HOW TO COMPLETE THIS TASK: Note each line of the entries that includes "below". Then copy those lines.

START INFORMATION SHOWN

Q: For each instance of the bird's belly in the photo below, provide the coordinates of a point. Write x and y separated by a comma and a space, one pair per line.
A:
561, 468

END INFORMATION SHOWN
START INFORMATION SHOWN

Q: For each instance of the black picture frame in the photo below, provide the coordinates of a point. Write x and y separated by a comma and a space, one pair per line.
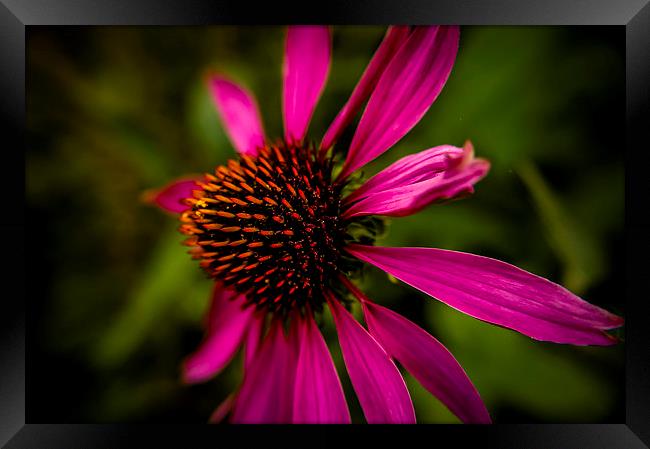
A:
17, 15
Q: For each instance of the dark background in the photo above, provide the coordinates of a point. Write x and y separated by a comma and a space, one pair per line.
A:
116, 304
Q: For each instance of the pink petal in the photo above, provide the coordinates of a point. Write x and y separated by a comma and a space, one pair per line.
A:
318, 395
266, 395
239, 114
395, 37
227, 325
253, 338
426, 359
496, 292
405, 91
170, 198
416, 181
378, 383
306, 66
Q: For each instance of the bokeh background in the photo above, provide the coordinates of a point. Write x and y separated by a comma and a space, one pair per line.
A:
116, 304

END INFORMATION SHOWN

TASK SOLUTION:
Q: For each instance of the bird's belly in the photo below, provide the coordinates of a point. Write x and y separated by a comma and a space, one pair per line.
Q: For each instance of the black picture frame in the photo below, provide the coordinates of a point. Write x and y separated by a comma and a space, one pair per line.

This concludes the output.